練習任務 =>
a: 根據介紹MatConvNet工具箱的文本段落,VLFeat在何時推出了這個工具箱?
b: 續寫介紹MatConvNet工具箱的文本段落,從其最後一句之後接著寫下去。

Matlab自帶神經網絡工具箱在2017b版本中才出現,而在2014年9月,VLFeat就推出了深度神經網絡工具箱MatConvNet。該工具箱功能全面,演示程序多,不但給出了深度網絡各層(包括卷積層、池化層、激活層、Softmax層)和設置損失、dropout、歸一化的實現函數,通過這些函數的組合實現自己的深度網絡,還給出了簡單卷積網絡和DAG網絡的封裝,詳細內容可參看幫助文檔。同時,官網還提供了預訓練模型,並給出了它們在物體檢測、人臉識別、語義分割和ImageNet ILSVRC分類的應用,其中ImageNet ILSVRC分類使用的模型包括ResNet、GoogleNet、VGG-VD、VGG-S/M/F、Caffe reference model和Alexnet,對學習和研究人員有很大參考價值。
除該工具箱給的演示程序外,牛津大學VGG也有相關演示程序,可進入Oxford Vision Geometry Group頁面中的 practical,進入該頁面後請下載大小爲約800兆的文件,該文件中包含了編譯過的腳本文件和數據,演示程序可直接運行。除了該演示外,Oxford VGG還提供了許多與圖像檢索、識別的項目,詳細內容請查看software和projects,這些內容是該項目組多年成果,對相關領域研究有很大幫助。
下面簡單介紹一個來自practical-CNN的示例exercise1.m。
%exercise1.m
setup ;
x = imread('peppers.png') ;
% 將圖像數據轉換爲單精度
x = im2single(x) ;
% 顯示輸入圖像
figure(1) ; clf ; imagesc(x) ;
% 初始化卷基層參數
w = randn(5,5,3,10,'single') ;
%對輸入圖像進行卷積運算
y = vl_nnconv(x, w, []) ;
figure(2) ; clf ; vl_imarraysc(y) ; colormap gray ;
% 對輸入圖像進行步長爲16的卷積,達到下采樣效果
y_ds = vl_nnconv(x, w, [], 'stride', 16) ;
figure(3) ; clf ; vl_imarraysc(y_ds) ; colormap gray ;
%對輸入圖像進行有填充的卷積
y_pad = vl_nnconv(x, w, [], 'pad', 4) ;
figure(4) ; clf ; vl_imarraysc(y_pad) ; colormap gray ;
% 手動設置卷積核係數
w = [0 1 0 ;
1 -4 1 ;
0 1 0 ] ;
w = single(repmat(w, [1, 1, 3])) ;
y_lap = vl_nnconv(x, w, []) ;
figure(5) ; clf ; colormap gray ;
subplot(1,2,1) ; imagesc(y_lap) ; title('filter output') ;
subplot(1,2,2) ; imagesc(-abs(y_lap)) ; title('- abs(filter output)') ;
w = single(repmat([1 0 -1], [1, 1, 3])) ;
w = cat(4, w, -w) ;
y = vl_nnconv(x, w, []) ;
%對卷積輸出進行激活運算
z = vl_nnrelu(y) ;
figure(6) ; clf ; colormap gray ;
subplot(1,2,1) ; vl_imarraysc(y) ;
subplot(1,2,2) ; vl_imarraysc(z) ;
%對卷積輸出進行池化運算
y = vl_nnpool(x, 15) ;
figure(7) ; clf ; imagesc(y) ;
rho = 5 ;
kappa = 0 ;
alpha = 1 ;
beta = 0.5 ;
%對卷積輸出進行歸一化運算
y_nrm = vl_nnnormalize(x, [rho kappa alpha beta]) ;
figure(8) ; clf ; imagesc(y_nrm) ;
下面是來自practical-category-recognition-cnn-2017a的示例exercise2.m。

資料記錄 =>
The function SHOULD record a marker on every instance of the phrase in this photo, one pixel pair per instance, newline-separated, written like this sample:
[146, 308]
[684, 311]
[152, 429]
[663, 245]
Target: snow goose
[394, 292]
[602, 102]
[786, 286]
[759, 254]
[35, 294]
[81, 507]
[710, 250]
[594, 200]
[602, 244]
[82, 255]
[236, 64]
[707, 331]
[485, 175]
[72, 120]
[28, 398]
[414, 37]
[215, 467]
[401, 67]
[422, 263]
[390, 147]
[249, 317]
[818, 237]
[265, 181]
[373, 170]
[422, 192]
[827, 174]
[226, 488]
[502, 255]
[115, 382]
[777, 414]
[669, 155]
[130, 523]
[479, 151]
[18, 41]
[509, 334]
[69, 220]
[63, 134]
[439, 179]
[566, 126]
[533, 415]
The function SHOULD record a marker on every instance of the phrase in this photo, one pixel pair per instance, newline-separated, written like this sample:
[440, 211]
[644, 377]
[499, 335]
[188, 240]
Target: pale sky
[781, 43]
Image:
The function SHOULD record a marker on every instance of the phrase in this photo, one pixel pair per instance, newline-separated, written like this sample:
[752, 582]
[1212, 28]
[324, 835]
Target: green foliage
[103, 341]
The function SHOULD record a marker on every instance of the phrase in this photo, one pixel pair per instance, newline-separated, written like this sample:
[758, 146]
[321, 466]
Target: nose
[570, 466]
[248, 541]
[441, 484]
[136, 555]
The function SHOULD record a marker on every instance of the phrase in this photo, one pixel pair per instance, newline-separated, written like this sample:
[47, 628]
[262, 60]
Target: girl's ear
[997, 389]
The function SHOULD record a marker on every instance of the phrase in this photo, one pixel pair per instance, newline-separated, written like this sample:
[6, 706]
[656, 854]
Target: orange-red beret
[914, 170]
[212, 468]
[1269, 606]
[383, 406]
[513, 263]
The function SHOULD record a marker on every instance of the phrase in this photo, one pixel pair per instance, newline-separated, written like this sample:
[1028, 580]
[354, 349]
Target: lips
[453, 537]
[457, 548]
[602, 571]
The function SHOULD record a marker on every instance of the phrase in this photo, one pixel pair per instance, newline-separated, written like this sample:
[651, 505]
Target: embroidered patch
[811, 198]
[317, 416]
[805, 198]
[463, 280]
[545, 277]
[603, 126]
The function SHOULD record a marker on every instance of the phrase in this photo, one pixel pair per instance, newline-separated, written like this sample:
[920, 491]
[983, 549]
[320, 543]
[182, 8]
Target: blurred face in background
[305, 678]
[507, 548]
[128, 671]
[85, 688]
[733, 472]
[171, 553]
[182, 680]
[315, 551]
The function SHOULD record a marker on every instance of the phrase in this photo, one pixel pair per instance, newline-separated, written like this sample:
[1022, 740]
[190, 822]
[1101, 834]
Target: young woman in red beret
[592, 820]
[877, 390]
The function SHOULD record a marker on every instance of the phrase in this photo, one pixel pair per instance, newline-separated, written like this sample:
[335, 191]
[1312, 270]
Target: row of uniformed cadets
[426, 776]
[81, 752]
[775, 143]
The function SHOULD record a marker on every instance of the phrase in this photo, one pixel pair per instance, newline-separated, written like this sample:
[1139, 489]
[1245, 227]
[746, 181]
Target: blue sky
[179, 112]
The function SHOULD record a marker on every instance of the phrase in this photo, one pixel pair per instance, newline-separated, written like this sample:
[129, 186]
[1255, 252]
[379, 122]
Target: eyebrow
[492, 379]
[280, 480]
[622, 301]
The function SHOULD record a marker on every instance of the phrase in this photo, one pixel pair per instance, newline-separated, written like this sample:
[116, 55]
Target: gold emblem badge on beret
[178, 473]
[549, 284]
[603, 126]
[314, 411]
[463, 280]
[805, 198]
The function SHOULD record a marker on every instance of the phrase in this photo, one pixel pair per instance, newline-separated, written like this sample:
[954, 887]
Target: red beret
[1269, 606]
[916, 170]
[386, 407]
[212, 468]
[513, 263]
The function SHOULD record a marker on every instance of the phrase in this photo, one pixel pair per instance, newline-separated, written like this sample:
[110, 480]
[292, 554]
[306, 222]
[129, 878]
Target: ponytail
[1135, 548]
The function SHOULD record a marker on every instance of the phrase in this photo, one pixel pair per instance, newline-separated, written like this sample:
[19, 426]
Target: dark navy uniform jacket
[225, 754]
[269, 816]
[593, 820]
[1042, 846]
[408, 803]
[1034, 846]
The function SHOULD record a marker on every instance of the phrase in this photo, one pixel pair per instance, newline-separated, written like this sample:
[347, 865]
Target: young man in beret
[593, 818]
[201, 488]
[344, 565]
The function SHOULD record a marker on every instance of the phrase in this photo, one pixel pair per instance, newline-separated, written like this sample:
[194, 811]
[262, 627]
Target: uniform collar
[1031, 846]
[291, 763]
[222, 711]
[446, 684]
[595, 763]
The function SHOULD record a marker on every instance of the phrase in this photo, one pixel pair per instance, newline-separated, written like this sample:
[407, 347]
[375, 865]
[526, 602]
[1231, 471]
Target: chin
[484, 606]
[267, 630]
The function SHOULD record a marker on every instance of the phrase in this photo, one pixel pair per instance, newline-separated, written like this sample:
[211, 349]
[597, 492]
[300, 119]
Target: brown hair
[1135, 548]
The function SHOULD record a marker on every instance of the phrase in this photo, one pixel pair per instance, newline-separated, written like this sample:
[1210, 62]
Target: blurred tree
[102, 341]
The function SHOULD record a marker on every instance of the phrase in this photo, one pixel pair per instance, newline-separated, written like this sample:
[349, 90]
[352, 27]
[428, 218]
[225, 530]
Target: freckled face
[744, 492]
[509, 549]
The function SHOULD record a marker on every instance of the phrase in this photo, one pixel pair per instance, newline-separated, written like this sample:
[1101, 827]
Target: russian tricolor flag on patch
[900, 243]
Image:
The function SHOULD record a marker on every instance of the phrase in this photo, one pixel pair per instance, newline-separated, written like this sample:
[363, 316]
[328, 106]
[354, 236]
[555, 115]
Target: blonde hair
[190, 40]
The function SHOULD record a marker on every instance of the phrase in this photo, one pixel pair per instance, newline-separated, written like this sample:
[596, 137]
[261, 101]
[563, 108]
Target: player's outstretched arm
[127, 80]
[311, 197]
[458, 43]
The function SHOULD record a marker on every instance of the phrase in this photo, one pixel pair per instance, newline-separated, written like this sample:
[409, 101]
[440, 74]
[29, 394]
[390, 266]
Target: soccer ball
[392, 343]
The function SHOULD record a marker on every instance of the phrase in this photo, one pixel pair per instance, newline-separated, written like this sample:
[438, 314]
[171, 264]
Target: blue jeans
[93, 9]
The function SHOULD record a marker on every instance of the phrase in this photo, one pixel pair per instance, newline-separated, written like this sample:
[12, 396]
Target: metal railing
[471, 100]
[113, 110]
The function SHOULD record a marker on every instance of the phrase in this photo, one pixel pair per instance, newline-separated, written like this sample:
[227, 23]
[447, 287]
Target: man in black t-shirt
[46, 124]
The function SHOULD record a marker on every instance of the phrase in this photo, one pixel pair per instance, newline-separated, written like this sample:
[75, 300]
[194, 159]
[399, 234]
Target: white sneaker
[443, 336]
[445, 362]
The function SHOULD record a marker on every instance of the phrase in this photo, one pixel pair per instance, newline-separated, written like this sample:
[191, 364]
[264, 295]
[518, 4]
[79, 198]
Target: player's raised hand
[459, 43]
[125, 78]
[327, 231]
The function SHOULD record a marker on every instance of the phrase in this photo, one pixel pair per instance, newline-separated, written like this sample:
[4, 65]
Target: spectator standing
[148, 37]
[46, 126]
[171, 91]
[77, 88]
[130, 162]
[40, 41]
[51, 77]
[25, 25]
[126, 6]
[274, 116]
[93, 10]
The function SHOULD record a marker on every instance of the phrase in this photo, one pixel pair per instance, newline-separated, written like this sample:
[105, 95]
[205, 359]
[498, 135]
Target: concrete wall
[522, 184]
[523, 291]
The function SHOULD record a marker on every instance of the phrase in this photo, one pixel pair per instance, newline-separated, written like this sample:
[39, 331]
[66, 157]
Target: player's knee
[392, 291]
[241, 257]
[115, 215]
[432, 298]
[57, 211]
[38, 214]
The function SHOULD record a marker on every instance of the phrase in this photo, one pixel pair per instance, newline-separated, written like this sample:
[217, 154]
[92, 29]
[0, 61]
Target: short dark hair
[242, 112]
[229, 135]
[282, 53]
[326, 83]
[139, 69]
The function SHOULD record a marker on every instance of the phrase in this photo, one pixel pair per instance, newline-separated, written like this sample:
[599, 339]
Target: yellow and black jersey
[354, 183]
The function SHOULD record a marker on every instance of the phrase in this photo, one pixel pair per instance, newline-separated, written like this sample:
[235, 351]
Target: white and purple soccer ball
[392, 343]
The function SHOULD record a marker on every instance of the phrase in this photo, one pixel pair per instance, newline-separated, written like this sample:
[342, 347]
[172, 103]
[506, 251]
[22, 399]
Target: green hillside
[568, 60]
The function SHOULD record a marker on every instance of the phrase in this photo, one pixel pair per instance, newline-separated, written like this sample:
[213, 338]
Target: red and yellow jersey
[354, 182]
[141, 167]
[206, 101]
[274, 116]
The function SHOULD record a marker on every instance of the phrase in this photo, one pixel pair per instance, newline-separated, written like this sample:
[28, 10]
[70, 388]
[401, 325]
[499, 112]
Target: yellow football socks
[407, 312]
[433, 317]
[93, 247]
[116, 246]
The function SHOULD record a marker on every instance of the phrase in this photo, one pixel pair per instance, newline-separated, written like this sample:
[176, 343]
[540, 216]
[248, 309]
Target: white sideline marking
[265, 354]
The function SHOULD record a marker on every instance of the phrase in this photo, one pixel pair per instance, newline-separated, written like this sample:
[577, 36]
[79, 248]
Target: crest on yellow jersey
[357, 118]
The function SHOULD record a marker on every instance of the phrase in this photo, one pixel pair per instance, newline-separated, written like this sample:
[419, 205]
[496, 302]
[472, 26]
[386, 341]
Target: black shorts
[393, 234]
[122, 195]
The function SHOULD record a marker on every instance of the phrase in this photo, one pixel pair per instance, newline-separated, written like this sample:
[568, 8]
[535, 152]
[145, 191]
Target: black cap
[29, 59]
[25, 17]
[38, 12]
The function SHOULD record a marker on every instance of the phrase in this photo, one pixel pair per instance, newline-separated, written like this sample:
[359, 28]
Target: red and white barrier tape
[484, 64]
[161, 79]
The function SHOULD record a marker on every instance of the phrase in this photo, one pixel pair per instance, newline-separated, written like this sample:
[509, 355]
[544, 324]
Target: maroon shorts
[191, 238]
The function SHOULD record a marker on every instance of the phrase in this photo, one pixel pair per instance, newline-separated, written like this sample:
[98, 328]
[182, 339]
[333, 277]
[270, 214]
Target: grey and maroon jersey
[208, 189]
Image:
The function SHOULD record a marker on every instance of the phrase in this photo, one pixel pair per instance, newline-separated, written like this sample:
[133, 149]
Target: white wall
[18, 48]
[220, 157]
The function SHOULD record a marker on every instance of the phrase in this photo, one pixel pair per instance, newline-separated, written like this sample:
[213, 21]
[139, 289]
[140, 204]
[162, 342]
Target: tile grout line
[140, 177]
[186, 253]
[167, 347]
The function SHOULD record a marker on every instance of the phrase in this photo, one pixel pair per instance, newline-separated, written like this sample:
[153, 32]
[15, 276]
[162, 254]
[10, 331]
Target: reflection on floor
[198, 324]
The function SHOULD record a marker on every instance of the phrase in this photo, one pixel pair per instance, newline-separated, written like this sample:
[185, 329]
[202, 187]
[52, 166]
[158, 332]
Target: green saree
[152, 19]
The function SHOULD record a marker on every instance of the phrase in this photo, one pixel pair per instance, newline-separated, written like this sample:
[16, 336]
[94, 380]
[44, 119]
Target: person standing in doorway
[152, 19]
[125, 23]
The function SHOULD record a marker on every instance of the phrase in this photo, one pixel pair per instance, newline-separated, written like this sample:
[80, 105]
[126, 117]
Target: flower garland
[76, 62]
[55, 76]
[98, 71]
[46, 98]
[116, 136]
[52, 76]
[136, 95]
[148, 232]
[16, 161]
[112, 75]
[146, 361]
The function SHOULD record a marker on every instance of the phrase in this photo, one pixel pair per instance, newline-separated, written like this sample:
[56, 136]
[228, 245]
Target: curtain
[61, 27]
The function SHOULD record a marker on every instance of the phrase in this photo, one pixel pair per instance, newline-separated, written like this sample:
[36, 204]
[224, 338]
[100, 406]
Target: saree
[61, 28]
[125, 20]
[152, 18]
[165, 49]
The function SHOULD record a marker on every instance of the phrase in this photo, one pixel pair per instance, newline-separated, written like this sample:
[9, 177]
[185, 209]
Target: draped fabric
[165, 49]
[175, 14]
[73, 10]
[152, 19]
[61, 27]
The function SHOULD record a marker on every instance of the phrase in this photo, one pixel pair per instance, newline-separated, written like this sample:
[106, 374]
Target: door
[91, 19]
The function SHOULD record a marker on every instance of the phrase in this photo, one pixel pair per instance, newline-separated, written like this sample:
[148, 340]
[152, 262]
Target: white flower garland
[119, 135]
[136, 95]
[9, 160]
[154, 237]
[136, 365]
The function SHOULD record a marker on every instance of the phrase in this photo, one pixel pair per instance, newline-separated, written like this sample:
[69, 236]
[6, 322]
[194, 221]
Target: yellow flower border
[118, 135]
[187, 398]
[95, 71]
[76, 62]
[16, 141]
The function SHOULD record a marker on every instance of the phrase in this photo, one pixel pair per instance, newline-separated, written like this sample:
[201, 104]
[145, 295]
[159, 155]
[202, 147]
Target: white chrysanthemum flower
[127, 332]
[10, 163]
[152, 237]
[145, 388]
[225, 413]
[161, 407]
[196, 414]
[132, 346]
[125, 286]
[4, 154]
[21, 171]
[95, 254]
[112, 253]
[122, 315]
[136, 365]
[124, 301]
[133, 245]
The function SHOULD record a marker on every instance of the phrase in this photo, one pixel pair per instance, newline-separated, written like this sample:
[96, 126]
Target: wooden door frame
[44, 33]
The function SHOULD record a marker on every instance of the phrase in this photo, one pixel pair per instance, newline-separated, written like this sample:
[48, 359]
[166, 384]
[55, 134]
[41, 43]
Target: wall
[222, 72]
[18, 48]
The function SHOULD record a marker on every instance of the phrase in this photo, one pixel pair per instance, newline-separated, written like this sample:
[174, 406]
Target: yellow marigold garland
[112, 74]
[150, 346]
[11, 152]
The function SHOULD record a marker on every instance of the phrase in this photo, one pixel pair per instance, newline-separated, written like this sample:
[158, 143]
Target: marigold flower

參考答案 =>
a: 2014年9月。

b:
%exercise2.m
setup ;
%加載預訓練模型,需要先下載該模型文件
encoding = 'vggm128-conv4' ;
% 是否使用圖像增強,即增加圖像數量
augmentation = false ;
% 計算圖像正例特徵
encoder = loadEncoder(encoding) ;
pos.names = getImageSet('data/myImages', augmentation) ;
if numel(pos.names) == 0, error('Please add some images to data/myImages before running this exercise') ; end
pos.descriptors = encodeImage(encoder, pos.names, ['data/cache_' encoding]) ;
% 加入噪聲圖像
neg = load(sprintf('data/background_train_%s.mat',encoding)) ;
names = {pos.names{:}, neg.names{:}};
descriptors = [pos.descriptors, neg.descriptors] ;
labels = [ones(1,numel(pos.names)), - ones(1,numel(neg.names))] ;
clear pos neg ;
%加載測試圖像
pos = load(sprintf('data/horse_val_%s.mat',encoding)) ;
neg = load(sprintf('data/background_val_%s.mat',encoding)) ;
testNames = {pos.names{:}, neg.names{:}};
testDescriptors = [pos.descriptors, neg.descriptors] ;
testLabels = [ones(1,numel(pos.names)), - ones(1,numel(neg.names))] ;
clear pos neg ;
fprintf('Number of training images: %d positive, %d negative\n', ...
sum(labels > 0), sum(labels < 0)) ;
fprintf('Number of testing images: %d positive, %d negative\n', ...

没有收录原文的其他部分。